Exercise: Can you rewrite all the rows below, swapping every "dark wildebeest" for "black wildebeest" and leaving everything else unchanged?
— Begin Entries —
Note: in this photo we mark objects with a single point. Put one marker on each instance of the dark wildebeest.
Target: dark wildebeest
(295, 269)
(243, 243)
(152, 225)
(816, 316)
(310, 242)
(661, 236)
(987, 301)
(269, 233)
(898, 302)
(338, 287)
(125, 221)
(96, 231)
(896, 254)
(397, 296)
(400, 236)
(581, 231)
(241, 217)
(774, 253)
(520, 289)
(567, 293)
— End Entries —
Correct answer:
Note: in this photo we mark objects with a single point. Put one marker on each instance of the black wildebeest.
Target: black wildebeest
(295, 269)
(243, 243)
(152, 225)
(816, 316)
(310, 242)
(661, 236)
(987, 301)
(269, 233)
(898, 302)
(338, 287)
(125, 221)
(96, 231)
(896, 254)
(397, 296)
(400, 236)
(581, 231)
(241, 217)
(774, 253)
(520, 289)
(567, 293)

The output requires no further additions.